◆ **Page**:
## Start

All right, let me be
perfectly upfront. And let me sum up
this post in about three points from the get-go.
1) There is absolutely no
justification for buying this DLC.
It’ll only last you a couple of hours -- maybe a little more, depending
on how well you handle the final skirmish -- and you can get the full
experience just by watching a playthrough on YouTube. At a full $15, you could download any one of
several complete titles that’ll last you much longer.
2) This DLC is pretty much still an extension of the main game --
warts and all -- so those expecting a gameplay overhaul would be better off
playing a different game. That said, Left Behind doesn’t enhance our
understanding and appreciation of TLoU;
in fact, it makes the main game retroactively worse. And that’s because…
3) While I wouldn’t say this DLC is 100% successful in what it’s
trying to do, it gets much closer to telling the kind of story Naughty Dog
probably intended. Or to put it
differently, this DLC is what TLoU should
have been from start to finish.
I’m not even
joking. I was sitting there watching my
bro play through it, and I was just shaking my damn head and thinking to
myself, “Why wasn’t this in the main game?”
It should have been. It really should have been in the main game --
because the fact that it isn’t only highlights the problems with DLC practices
at large.
I wouldn’t say Left Behind is an integral part of the
story (what happens in it is pretty much just one foregone conclusion after
another), but for what it’s trying to accomplish and what it says about its
characters/world, I’m just baffled as to why this section had to get cut
out. You could make the argument that it
wasn’t done yet and the devs had deadlines to stick to, but they should have
found a way to work this stuff in. It’s
as if they cut key scenes out of a Shakespeare play and expected theater-goers
to come back in eight months to fill in the plot holes their absence left.
They can’t even pretend
like they didn’t plan to leave out this chunk of the story (giving the title Left Behind a whole new meaning). Ellie mentions the main chunk of this DLC --
sneaking through a mall with her friend Riley, goofing off, attracting zombies,
and Riley biting it -- in a passing conversation. Why wasn’t it in the main game, given that
they slid it into a slot in TLoU’s chronology
anyway? Why would they keep a
potentially-interesting event, and a much-needed change of pace, out of gamers’
hands? Beyond that, why would they leave
the other part -- explaining what happened in the time between Joel’s fall on a
rebar spike and Ellie rescuing him -- out, considering that it left people
wondering for months how she managed to help Joel despite conventional
knowledge suggesting it was impossible? It’s
not as if they can use the excuse “to keep player/character focus on Joel”,
because they ended up switching to Ellie anyway.
I’ve said it before,
and I’ll say it again. I don’t
understand this industry anymore.
But whatever. Because once more, you get to play as
Ellie. The way it should have been in
the first place.
It is absolutely unreal
how big a difference it makes for TLoU when
you take Joel Grumpybuns out of the equation.
It’s not even funny how much-improved the game becomes. It’s been more than half a year since I
finished the main game, and I’m having a hard time remembering anything unique
or distinct about the character besides his incredible sonar-beard. If you got something out of him, that’s fine,
but for me? He was a dead-end of a
character. Just a cut above a stand-in,
and one that made the people around him (Ellie) worse.

## End

◆ **Entries provided**:
## Start

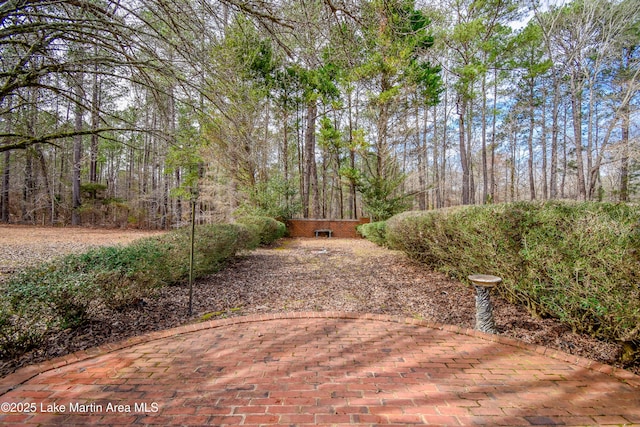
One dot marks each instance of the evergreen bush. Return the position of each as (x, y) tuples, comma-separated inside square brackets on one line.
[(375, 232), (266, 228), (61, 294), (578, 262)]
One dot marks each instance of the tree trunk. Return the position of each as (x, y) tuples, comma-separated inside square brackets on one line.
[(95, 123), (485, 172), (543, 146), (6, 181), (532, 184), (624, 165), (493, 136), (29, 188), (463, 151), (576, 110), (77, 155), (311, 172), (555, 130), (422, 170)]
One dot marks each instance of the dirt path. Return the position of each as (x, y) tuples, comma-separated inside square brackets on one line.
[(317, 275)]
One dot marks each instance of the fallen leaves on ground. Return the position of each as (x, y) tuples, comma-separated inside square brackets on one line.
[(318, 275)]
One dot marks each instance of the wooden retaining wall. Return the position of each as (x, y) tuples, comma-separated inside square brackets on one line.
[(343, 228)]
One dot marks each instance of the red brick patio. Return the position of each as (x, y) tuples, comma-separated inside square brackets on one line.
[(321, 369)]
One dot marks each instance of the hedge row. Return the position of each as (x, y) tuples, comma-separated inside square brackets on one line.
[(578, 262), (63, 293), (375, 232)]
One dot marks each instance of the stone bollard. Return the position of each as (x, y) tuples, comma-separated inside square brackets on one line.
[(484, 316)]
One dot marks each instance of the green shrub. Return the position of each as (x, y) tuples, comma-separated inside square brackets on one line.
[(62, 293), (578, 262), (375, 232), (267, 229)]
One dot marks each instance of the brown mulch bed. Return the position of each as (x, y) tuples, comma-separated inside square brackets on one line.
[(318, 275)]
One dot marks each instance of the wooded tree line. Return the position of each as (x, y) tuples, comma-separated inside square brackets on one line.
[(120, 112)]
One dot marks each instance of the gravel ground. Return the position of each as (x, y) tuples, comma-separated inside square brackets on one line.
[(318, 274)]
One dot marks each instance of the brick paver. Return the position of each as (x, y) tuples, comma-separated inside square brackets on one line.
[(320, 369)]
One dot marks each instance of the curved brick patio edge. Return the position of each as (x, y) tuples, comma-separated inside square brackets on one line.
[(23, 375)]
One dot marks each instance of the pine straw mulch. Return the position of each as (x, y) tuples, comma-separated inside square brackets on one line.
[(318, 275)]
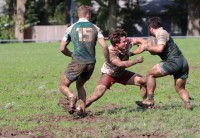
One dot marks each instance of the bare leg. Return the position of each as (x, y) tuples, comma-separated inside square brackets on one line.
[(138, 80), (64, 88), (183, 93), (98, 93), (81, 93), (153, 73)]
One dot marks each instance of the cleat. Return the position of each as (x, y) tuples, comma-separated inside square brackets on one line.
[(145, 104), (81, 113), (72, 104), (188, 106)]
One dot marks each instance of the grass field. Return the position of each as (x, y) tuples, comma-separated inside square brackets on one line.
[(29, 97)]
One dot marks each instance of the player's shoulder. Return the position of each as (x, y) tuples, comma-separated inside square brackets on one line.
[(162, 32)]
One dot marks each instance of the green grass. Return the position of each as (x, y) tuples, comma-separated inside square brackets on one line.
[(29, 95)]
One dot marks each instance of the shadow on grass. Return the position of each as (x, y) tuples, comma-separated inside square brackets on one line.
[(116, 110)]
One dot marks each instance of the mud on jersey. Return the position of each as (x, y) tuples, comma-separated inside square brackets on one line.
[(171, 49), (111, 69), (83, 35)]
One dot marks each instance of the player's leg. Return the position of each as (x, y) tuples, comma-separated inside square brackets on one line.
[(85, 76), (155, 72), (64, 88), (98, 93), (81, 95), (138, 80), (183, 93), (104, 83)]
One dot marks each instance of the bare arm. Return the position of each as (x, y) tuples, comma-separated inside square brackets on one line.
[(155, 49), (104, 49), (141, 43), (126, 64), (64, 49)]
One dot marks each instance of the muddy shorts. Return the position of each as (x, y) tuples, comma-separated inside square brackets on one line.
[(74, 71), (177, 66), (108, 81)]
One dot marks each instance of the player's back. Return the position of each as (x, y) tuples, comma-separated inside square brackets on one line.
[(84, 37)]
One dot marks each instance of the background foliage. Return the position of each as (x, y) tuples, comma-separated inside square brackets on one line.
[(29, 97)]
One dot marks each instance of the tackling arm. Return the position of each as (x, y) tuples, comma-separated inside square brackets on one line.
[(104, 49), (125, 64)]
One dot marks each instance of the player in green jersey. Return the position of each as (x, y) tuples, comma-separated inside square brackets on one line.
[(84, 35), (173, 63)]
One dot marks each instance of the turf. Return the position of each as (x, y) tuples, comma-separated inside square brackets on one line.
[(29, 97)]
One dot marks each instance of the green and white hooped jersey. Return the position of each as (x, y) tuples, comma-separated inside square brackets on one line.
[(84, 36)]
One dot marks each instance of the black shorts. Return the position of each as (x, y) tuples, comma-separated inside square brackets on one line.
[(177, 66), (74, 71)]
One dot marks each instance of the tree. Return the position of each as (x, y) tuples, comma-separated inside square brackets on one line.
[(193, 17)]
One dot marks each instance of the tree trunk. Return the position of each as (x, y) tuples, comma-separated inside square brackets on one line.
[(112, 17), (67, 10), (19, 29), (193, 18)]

## End

◆ **Your objective**: Reproduce the stretch of the Left Behind post above from "All right, let" through "you much longer.", word for word.

◆ **Solution to the exercise**:
All right, let me be
perfectly upfront. And let me sum up
this post in about three points from the get-go.
1) There is absolutely no
justification for buying this DLC.
It’ll only last you a couple of hours -- maybe a little more, depending
on how well you handle the final skirmish -- and you can get the full
experience just by watching a playthrough on YouTube. At a full $15, you could download any one of
several complete titles that’ll last you much longer.